TEXT SECTION =>
────────────────

Due to greater availability and the low cost of alcohol, people now consume higher volumes of alcohol in their own homes rather than in pubs, bars and restaurants.

The private nature of that drinking serves to mask some of the problems faced by problem drinkers, though the most devastating effects inevitably have to be treated by medics.

In parts of Perthshire, social isolation has been linked to alcoholism and significant issues with alcohol-related mental health problems.

Those issues are also prevalent in some of the more deprived parts of Tayside, including communities within the city of Perth.

NHS Tayside intends to use Alcohol Awareness Week, which runs from November 13 to 19, to appeal to problem drinkers, for whom use has become abuse, to take steps to help themselves.

The annual campaign is backed by the health board and the Dundee and Perth and Kinross Alcohol and Drug Partnerships (ADP).

It is asking people in Tayside to think about alcohol and the impact it can have on them as individuals, their families and on their communities.

Consultant in Public Health Medicine, Dr Emma Fletcher, said: “We want to start a conversation around problematic alcohol use to help break the cycle of silence and stigma that is all too often experienced by families,” Dr Fletcher said.

────────────────

DATA SHOWN =>
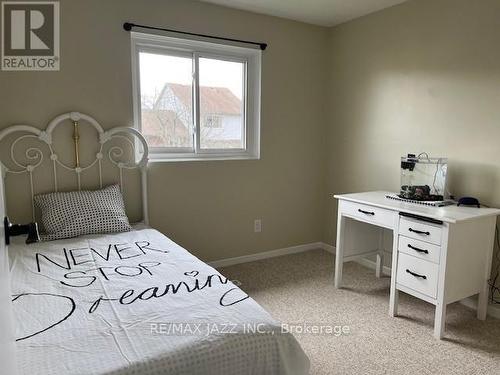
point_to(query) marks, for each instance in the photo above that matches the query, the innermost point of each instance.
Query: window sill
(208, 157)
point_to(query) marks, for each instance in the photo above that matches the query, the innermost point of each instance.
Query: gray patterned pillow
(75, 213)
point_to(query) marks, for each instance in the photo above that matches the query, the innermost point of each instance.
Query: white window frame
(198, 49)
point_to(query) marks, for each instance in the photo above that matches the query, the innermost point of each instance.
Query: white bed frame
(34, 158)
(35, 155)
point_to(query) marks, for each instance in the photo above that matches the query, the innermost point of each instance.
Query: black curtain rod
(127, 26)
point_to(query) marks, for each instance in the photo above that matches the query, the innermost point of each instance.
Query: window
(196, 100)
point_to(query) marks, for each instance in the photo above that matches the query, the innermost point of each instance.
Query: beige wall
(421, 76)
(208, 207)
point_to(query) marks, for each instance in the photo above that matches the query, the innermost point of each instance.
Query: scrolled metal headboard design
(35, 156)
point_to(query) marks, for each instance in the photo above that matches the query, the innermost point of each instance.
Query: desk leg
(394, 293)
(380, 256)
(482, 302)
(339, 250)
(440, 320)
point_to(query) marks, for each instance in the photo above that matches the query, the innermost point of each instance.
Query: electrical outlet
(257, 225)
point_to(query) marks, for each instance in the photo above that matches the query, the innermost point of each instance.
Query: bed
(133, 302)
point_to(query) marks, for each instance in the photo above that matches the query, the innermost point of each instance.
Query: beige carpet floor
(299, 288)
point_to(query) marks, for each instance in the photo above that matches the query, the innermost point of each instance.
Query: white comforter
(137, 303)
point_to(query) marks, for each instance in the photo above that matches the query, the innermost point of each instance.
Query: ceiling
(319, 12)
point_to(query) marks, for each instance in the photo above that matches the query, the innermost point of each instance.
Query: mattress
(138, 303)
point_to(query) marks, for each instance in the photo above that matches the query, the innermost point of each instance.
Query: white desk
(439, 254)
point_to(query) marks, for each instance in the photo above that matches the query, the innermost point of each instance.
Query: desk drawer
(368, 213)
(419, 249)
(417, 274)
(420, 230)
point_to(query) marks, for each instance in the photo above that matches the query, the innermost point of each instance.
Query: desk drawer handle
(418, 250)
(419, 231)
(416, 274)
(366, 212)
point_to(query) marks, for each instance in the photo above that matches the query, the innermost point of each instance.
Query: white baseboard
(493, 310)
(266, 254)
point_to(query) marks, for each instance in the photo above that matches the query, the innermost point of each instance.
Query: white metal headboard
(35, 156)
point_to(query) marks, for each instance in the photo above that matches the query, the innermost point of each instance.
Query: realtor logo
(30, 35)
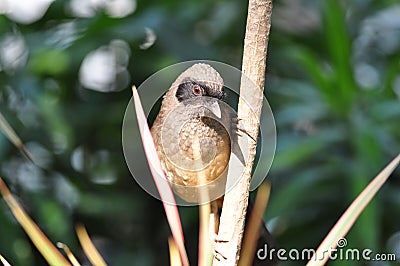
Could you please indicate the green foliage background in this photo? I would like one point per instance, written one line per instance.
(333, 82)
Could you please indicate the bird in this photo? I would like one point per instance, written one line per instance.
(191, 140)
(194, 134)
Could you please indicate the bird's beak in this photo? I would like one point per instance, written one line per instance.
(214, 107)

────────────────

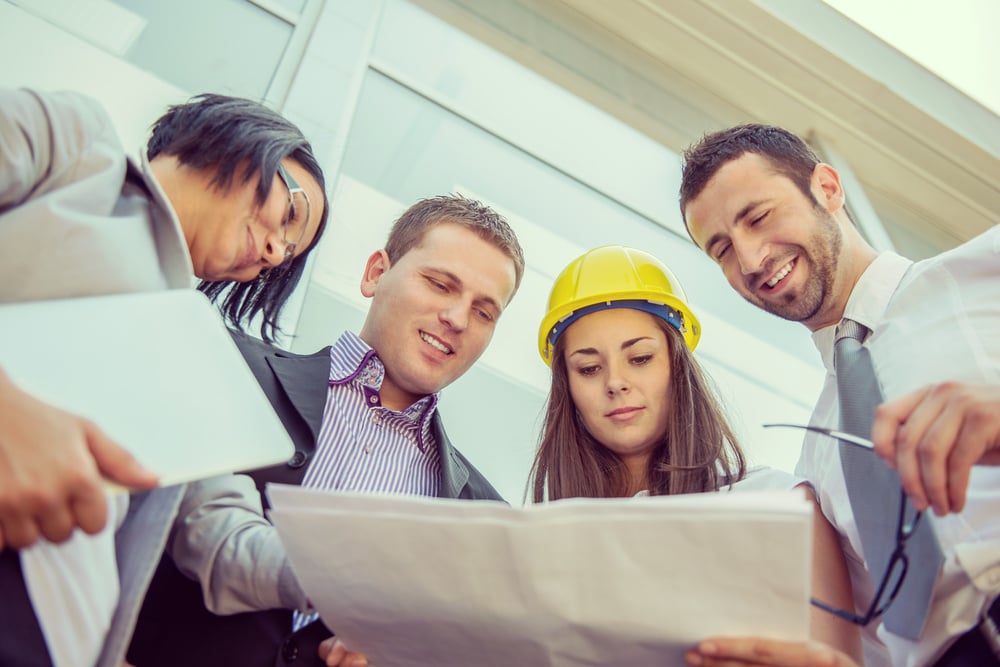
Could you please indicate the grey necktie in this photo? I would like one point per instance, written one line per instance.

────────────────

TASKS =>
1. Reproduce the passage of the Tayside alcohol article that begins with the words containing "The private nature" and ends with "mental health problems.".
2. Extend the Tayside alcohol article past its final sentence.

RESULTS BY TASK =>
1.
The private nature of that drinking serves to mask some of the problems faced by problem drinkers, though the most devastating effects inevitably have to be treated by medics.

In parts of Perthshire, social isolation has been linked to alcoholism and significant issues with alcohol-related mental health problems.

2.
“A lot of people in Tayside are drinking to harmful levels at home in the evening or over dinner and this can cause huge damage to their bodies and long-term health.

“People may not always realise how much they are drinking on a weekly basis. They will see real benefits if they reduce their alcohol consumption.”

Dr Fletcher said the best advice was to take “small, simple achievable steps to cut down”, such as having at least two alcohol-free days every week and alternating alcoholic drinks with soft drinks or water on a night out.

She added: “We advise people not to exceed recommended government guidelines. The maximum weekly intake of alcohol is 14 units for both men and women.”

To mark Alcohol Awareness Week, Tayside Council on Alcohol will be hosting an information tent outside its Dundee premises in the Wishart Centre on Constable Road on Thursday November 16 from 10am to 4pm.

Staff will be providing information and advice, as well as alcohol assessment if required.